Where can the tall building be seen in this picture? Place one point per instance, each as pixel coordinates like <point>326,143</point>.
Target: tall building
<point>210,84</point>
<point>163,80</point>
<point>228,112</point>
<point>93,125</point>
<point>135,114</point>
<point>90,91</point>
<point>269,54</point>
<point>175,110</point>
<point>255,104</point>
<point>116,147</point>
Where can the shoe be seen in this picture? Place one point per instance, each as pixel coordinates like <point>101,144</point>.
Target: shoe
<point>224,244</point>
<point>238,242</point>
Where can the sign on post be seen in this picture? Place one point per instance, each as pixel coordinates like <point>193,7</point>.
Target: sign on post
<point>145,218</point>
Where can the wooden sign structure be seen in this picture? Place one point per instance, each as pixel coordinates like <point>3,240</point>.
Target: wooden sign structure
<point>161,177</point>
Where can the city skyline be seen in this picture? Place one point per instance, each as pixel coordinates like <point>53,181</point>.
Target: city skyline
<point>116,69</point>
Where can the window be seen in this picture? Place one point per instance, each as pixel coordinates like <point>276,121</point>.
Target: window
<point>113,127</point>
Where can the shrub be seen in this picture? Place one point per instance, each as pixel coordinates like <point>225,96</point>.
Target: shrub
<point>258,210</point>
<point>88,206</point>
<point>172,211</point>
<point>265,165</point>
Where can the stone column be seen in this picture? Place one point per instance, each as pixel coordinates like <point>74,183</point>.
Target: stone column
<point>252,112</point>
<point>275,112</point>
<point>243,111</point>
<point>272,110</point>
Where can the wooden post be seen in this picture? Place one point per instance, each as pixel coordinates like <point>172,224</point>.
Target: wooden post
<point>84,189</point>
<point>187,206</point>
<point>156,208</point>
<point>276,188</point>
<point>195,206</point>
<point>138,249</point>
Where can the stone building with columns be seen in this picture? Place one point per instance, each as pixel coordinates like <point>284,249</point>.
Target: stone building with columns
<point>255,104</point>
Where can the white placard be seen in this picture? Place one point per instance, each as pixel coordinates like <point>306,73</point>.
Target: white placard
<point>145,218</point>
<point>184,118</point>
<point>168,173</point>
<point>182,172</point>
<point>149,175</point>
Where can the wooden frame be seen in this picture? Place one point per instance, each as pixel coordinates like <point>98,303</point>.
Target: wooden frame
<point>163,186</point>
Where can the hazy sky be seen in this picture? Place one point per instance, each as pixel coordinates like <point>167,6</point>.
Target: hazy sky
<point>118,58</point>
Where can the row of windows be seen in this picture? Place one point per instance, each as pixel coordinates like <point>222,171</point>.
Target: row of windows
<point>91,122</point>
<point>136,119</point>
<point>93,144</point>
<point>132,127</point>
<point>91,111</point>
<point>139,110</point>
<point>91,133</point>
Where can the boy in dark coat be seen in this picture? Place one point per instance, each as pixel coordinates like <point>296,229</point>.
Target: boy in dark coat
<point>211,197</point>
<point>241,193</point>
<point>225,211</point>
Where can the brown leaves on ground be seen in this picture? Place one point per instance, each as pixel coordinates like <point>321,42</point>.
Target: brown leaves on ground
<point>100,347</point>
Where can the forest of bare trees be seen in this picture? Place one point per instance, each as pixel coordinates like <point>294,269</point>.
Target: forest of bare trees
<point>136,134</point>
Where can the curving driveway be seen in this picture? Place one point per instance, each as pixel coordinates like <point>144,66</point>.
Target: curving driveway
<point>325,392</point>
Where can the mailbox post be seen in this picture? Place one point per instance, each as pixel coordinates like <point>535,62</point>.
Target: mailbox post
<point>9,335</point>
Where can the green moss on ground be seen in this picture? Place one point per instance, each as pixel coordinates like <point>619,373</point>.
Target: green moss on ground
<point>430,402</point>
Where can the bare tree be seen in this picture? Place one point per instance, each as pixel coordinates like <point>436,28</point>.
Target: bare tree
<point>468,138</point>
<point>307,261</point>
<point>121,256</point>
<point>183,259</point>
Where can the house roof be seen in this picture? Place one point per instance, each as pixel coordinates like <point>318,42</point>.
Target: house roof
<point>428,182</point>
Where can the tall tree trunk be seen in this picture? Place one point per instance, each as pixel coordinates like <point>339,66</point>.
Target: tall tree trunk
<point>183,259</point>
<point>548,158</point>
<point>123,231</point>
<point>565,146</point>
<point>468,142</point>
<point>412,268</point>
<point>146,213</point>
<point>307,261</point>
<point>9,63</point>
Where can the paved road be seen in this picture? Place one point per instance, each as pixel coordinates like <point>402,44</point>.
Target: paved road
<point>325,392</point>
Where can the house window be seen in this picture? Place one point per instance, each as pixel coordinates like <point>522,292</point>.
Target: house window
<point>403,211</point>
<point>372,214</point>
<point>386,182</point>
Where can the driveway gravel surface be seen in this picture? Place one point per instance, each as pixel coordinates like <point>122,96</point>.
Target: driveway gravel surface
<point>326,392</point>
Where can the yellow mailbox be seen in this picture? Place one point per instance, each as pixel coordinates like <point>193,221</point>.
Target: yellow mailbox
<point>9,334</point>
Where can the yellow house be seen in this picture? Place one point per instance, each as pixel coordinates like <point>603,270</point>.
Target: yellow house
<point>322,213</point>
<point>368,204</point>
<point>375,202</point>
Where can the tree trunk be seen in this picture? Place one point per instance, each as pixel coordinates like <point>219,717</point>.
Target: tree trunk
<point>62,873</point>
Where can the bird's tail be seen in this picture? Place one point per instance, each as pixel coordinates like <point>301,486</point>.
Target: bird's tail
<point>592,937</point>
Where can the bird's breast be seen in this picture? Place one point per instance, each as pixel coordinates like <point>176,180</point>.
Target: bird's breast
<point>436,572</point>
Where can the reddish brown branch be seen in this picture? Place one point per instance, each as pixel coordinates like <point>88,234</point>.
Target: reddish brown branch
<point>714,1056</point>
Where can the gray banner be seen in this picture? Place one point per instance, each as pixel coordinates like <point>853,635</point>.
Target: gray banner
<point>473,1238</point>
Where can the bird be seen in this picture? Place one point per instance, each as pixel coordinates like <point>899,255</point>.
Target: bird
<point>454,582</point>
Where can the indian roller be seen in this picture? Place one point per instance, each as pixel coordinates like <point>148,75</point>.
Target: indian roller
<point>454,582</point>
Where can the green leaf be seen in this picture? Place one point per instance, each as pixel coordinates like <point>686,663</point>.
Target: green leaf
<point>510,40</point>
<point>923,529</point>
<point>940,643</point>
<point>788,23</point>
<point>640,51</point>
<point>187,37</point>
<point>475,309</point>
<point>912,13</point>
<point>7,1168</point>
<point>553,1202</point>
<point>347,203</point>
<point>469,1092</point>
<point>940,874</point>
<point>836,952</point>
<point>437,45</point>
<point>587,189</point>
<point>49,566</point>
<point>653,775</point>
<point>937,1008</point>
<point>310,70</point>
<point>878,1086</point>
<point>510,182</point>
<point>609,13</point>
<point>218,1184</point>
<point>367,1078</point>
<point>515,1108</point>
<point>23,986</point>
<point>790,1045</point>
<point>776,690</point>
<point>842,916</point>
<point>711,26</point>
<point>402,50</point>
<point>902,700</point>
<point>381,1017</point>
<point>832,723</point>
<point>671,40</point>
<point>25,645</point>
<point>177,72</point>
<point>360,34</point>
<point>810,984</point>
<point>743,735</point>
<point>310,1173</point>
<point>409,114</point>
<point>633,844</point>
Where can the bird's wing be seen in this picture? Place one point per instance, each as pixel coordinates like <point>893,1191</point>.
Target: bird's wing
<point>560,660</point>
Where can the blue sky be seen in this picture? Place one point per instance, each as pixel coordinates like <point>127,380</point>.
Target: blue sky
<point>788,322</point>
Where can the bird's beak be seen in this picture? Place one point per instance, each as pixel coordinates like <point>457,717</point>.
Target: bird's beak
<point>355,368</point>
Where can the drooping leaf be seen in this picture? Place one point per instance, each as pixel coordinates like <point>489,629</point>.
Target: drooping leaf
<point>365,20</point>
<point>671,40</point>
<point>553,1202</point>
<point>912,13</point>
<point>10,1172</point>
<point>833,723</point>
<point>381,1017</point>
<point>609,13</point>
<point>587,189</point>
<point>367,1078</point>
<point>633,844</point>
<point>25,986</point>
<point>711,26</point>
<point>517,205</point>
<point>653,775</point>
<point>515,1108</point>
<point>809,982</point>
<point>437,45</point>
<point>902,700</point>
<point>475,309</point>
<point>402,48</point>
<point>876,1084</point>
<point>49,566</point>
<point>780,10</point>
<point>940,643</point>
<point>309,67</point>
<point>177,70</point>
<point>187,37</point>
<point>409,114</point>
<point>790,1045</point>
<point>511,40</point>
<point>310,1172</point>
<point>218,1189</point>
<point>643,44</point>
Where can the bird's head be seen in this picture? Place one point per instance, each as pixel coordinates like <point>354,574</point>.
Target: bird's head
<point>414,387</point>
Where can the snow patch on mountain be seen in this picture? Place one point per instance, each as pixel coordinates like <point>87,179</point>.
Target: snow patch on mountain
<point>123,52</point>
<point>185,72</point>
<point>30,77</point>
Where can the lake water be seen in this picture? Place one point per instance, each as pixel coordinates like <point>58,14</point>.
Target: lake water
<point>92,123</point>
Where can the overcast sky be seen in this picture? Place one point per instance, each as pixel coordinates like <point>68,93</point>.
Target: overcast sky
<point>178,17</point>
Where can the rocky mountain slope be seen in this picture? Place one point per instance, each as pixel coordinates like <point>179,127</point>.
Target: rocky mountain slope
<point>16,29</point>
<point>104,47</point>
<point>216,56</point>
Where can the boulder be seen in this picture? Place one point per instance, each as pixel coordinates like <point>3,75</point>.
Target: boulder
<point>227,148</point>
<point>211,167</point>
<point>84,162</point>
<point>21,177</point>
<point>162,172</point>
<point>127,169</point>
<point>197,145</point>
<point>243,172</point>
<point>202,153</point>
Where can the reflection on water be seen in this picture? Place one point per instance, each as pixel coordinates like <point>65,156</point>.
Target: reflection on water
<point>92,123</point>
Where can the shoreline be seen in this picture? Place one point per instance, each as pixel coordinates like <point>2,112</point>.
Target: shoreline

◇ ◇ ◇ ◇

Work task |
Make an exact copy of the lines running from the one with "Where can the rocky" to the last line of the listing, including both ends.

Result for this exercise |
Where can the rocky mountain slope be seen in this picture? Place one point per instance, each as pixel coordinates like <point>179,127</point>.
Target: rocky mountain slope
<point>16,29</point>
<point>104,47</point>
<point>216,56</point>
Where can the boulder be seen in this picture? Place one point per instance, each as pixel coordinates like <point>3,75</point>.
Target: boulder
<point>227,148</point>
<point>211,167</point>
<point>84,162</point>
<point>21,177</point>
<point>162,172</point>
<point>127,169</point>
<point>197,145</point>
<point>243,172</point>
<point>202,153</point>
Where can the reflection on water be seen in this picture? Place one point per instance, each as pixel coordinates like <point>65,156</point>.
Target: reflection on water
<point>92,123</point>
Where can the shoreline be seen in this picture? Place one point per instance, each as pixel coordinates like <point>2,112</point>.
Target: shoreline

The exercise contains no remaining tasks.